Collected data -
--------
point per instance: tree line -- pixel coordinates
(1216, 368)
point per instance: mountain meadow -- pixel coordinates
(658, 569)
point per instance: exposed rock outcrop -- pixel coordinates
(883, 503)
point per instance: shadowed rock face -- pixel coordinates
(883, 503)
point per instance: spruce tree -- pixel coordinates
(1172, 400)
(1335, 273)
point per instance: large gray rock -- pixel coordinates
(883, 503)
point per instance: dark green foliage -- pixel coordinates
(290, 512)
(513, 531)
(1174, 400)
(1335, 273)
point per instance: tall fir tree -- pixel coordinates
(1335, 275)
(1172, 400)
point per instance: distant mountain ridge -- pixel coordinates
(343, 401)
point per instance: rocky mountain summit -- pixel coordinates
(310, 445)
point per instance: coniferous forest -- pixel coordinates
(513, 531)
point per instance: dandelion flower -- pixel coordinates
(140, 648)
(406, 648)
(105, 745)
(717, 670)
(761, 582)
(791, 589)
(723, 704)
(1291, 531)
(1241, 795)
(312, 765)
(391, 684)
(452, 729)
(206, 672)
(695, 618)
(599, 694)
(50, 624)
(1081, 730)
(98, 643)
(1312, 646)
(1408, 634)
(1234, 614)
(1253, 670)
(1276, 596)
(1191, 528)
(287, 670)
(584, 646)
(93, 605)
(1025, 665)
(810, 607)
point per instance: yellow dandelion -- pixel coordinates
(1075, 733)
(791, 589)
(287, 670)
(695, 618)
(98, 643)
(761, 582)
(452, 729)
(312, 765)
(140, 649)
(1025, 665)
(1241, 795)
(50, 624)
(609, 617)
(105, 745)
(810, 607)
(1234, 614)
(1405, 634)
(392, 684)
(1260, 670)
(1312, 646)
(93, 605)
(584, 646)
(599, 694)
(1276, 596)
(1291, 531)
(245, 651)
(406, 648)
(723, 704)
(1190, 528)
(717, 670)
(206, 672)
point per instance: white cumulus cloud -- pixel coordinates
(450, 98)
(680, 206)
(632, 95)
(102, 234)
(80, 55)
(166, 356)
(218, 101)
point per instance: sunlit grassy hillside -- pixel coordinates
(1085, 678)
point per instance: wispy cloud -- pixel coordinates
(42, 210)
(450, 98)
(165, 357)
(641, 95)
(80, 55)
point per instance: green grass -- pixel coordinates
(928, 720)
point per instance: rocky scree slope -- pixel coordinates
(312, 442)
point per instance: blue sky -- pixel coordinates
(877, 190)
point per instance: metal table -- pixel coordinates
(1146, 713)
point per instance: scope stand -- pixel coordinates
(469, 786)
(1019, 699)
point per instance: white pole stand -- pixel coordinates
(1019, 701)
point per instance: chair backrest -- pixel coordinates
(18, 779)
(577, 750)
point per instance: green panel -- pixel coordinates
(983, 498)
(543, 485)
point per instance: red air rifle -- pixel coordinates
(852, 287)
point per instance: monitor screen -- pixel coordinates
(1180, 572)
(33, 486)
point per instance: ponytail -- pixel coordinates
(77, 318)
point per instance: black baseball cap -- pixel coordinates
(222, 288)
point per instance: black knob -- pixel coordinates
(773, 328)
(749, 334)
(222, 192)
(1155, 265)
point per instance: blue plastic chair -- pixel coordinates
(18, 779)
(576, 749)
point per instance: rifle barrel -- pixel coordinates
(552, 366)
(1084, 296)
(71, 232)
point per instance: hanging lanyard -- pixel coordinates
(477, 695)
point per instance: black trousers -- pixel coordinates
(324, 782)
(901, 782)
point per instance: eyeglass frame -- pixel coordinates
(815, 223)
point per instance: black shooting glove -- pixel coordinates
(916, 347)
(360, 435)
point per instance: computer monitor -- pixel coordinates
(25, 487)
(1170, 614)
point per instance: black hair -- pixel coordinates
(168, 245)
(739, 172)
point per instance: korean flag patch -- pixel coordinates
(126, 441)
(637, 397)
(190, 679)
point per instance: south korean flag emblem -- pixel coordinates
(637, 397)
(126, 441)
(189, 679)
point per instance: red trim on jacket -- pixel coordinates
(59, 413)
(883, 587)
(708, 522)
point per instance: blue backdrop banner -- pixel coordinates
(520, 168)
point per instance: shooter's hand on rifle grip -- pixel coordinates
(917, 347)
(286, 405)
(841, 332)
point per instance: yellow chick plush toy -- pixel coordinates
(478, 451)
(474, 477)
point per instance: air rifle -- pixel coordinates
--------
Work required - Every record above is to be transcribed exactly.

Answer section -
point per instance: tree line -- pixel coordinates
(1216, 368)
point per instance: mountain meadow -- pixel coordinates
(658, 569)
point per instance: exposed rock outcrop -- pixel coordinates
(883, 503)
point per instance: shadowed rock face -- pixel coordinates
(883, 503)
point per instance: spruce tree -- pixel coordinates
(1172, 400)
(1335, 273)
point per instance: large gray rock -- pixel coordinates
(883, 503)
point per instance: dark green foliage -- pixel coordinates
(290, 512)
(513, 531)
(1174, 400)
(1335, 273)
point per instance: tall fir tree -- pixel coordinates
(1335, 275)
(1172, 400)
point per instance: distant mountain ridge -- pixel coordinates
(343, 401)
point per instance: rocky mountain summit -- pixel coordinates
(310, 445)
point per instance: coniferous forest -- pixel coordinates
(513, 531)
point per instance: dandelion flower -- pixel coordinates
(140, 648)
(406, 648)
(105, 745)
(717, 670)
(761, 582)
(791, 589)
(723, 704)
(1291, 531)
(1241, 795)
(312, 765)
(391, 684)
(452, 729)
(206, 672)
(695, 618)
(599, 694)
(50, 624)
(1081, 730)
(98, 643)
(1312, 646)
(1408, 634)
(1234, 614)
(1253, 670)
(1276, 596)
(1191, 528)
(287, 670)
(584, 646)
(93, 605)
(1025, 665)
(810, 607)
point per instance: yellow dandelion -- pixel coordinates
(1075, 733)
(791, 589)
(287, 670)
(695, 618)
(98, 643)
(761, 582)
(452, 729)
(312, 765)
(140, 649)
(1025, 665)
(1241, 795)
(50, 624)
(609, 617)
(105, 745)
(810, 607)
(1234, 614)
(1405, 634)
(392, 684)
(1260, 670)
(1312, 646)
(93, 605)
(584, 646)
(599, 694)
(1276, 596)
(1291, 531)
(245, 651)
(406, 648)
(723, 704)
(1190, 528)
(717, 670)
(206, 672)
point per instance: white cumulus cloud -- pixel coordinates
(450, 98)
(680, 206)
(632, 95)
(102, 234)
(80, 55)
(166, 356)
(218, 101)
point per instance: sunlit grassy hillside -- pixel coordinates
(1085, 678)
point per instance: wispy cloud -- pixel coordinates
(42, 210)
(450, 98)
(165, 357)
(641, 95)
(80, 55)
point per instance: green grass -- pixel coordinates
(928, 720)
point per instance: rocky scree slope -- pixel coordinates
(312, 442)
point per instance: blue sky -- pixel coordinates
(877, 190)
point per instance: metal table -- pixel coordinates
(1146, 713)
point per instance: scope stand -- pixel coordinates
(469, 786)
(1019, 699)
point per instance: white pole stand -- pixel coordinates
(1019, 701)
point per instance: chair backrest -- pixel coordinates
(18, 779)
(577, 750)
point per instance: green panel -- pixel coordinates
(983, 498)
(543, 485)
point per instance: red air rifle -- pixel coordinates
(852, 287)
point per instance: monitor screen -- pixel coordinates
(1180, 572)
(33, 486)
point per instance: ponytail -- pixel coordinates
(77, 318)
point per instance: black baseball cap -- pixel coordinates
(222, 288)
point per instance: black knob -- pixel coordinates
(773, 328)
(749, 334)
(222, 192)
(1155, 265)
point per instance: blue plastic chair -- pixel coordinates
(18, 779)
(576, 749)
point per instance: rifle barrel -- pixel coordinates
(552, 366)
(1084, 296)
(71, 232)
point per instance: hanging lanyard -- pixel coordinates
(477, 695)
point per instance: black trousers -- pixel coordinates
(324, 782)
(901, 782)
point per instance: eyeglass frame -- pixel coordinates
(815, 223)
point per instance: black shooting glove -- pixel coordinates
(916, 347)
(360, 435)
point per instance: computer monitor -- pixel coordinates
(25, 487)
(1170, 614)
point per instance: black hair -- pixel coordinates
(168, 245)
(739, 172)
point per instance: korean flag patch -- pixel coordinates
(126, 441)
(637, 397)
(190, 679)
point per instance: south korean flag emblem -- pixel coordinates
(637, 397)
(126, 441)
(189, 679)
point per instance: red trim on jacket -- pixel coordinates
(59, 413)
(883, 587)
(708, 522)
point per instance: blue backdrop banner -- pixel coordinates
(520, 168)
point per instance: shooter's hand on rifle grip -- pixel coordinates
(917, 347)
(286, 405)
(841, 332)
point per instance: yellow chick plush toy -- pixel coordinates
(478, 451)
(474, 477)
point per instance: air rifle -- pixel coordinates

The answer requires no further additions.